* [READING PASSAGE]
When Everett Cunningham got his first job selling non-steroidal anti-inflammatory drugs (NSAID) for Pfizer, he was already familiar with those kinds of medicines and how they’re used.
Now the Chief Commercial Officer at Madison-based Exact Sciences, Cunningham grew up playing baseball in Waterloo, Iowa (“The true Midwest,” as he calls it). Drafted by the Cincinnati Reds in the 26th round of the 1985 draft, he opted – at the urging of his father – to accept the scholarship offered by Northwestern University, where he played for three years as a pitcher before being drafted in the fourth round in 1988 by the Texas Rangers. He was on his way up the minor league system when he tore his rotator cuff in 1991.
“I remember calling my dad saying, ‘What am I going to do?’ And he said, ‘You have a Northwestern degree. Do what 99.99% of people do – get a job,’” Cunningham said.
Cunningham’s older brother was working in a Chicago-area Pfizer manufacturing facility, and got Everett an interview for a sales job. He landed that job, selling the NSAID Feldene. Cunningham’s wife, a former softball player he’d met at Northwestern, was in medical school at the University of California-San Francisco at the time, so he joined the Pfizer sales team in the Bay Area.

* [INFORMATION]
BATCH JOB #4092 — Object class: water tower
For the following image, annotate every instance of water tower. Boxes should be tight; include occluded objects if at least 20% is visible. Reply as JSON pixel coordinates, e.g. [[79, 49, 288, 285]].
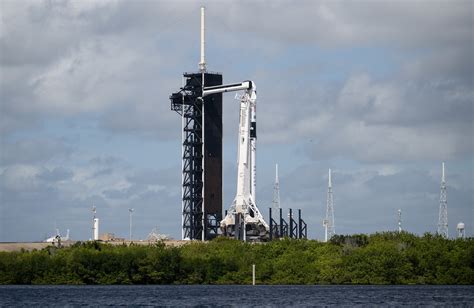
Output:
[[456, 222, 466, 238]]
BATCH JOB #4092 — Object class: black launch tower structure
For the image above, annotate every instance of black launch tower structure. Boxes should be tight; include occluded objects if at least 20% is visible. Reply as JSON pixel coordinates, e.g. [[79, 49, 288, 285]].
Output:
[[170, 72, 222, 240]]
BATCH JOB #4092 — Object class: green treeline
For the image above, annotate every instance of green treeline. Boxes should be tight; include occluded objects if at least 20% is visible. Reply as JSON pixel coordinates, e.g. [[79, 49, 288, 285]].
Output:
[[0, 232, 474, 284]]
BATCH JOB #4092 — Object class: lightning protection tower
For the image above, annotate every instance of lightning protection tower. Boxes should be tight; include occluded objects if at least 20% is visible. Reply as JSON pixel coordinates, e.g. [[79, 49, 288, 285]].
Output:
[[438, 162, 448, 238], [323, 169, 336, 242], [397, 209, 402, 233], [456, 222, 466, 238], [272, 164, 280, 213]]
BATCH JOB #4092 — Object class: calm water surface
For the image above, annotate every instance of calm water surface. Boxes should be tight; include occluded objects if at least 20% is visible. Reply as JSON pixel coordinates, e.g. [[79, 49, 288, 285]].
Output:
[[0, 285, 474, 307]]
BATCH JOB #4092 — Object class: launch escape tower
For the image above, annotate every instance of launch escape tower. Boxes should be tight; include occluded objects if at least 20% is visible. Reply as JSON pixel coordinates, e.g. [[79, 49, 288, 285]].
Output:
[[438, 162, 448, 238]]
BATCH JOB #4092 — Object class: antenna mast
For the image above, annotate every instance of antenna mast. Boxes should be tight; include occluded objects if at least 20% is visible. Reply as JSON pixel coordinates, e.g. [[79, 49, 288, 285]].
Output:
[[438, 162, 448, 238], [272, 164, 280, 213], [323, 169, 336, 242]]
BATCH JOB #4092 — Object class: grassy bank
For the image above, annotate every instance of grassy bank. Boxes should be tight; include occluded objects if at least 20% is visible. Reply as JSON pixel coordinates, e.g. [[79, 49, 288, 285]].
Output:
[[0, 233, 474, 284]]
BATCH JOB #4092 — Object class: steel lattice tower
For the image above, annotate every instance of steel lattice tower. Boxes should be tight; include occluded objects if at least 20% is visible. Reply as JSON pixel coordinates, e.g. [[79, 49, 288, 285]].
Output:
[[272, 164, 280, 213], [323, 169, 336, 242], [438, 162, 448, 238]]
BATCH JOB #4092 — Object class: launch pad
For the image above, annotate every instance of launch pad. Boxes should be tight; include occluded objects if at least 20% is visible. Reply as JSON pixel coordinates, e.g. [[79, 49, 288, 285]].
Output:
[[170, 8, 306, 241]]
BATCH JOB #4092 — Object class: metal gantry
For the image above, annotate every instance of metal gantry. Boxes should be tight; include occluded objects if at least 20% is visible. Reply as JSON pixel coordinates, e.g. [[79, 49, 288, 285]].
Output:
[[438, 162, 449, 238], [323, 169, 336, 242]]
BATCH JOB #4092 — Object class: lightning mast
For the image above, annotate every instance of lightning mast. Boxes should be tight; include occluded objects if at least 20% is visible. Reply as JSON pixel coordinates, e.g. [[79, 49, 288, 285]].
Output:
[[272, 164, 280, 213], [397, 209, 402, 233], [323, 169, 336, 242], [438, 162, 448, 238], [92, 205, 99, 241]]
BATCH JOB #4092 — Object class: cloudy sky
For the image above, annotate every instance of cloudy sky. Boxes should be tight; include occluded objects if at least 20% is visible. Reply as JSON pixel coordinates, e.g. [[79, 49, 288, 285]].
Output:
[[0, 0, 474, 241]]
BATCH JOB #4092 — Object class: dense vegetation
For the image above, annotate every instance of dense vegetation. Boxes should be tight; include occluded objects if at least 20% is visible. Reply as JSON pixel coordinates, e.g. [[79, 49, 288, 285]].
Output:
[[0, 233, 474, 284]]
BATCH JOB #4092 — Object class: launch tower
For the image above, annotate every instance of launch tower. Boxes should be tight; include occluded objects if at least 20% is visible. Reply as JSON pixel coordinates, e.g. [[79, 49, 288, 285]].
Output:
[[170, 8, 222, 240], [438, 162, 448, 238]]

* [ACTIVITY LIST]
A) Answer these from the Everett Cunningham profile:
(i) Which team drafted Cunningham in the 26th round of the 1985 draft?
(ii) What injury did he suffer in 1991?
(iii) What drug did he sell in his first job at Pfizer?
B) Write a short continuation of the Everett Cunningham profile that starts after its last sentence.
You won't need the material for anything here.

* [OUTPUTS IN ORDER]
A)
(i) The Cincinnati Reds
(ii) A torn rotator cuff
(iii) Feldene

B)
He brought his own experience as a professional athlete to the table, as well as family experience with illness.
“My dad had a muscular disease called polymyositis and I wanted to learn more about that. I really got into what pharmaceuticals did to extend and create a better quality of life for people,” Cunningham said. “And going through my dad’s illness and my wife being in medical school, I doubled down on learning the healthcare environment, learning mechanisms of action of medicines, and five years into it, I became an expert in my mind.”
After 21 years, he was more than an expert – he was head of the entire Asia Pacific region for Pfizer, overseeing a three-billion-dollar operation. He left for a new challenge in the diagnostic space with Quest Diagnostics, followed by a stint as head of North American operations for GE Healthcare, where he had to learn about capital equipment as well as other aspects of the medical device business.
It was a dinner with Exact Sciences CEO Kevin Conroy that brought Cunningham to Madison about a year and half ago.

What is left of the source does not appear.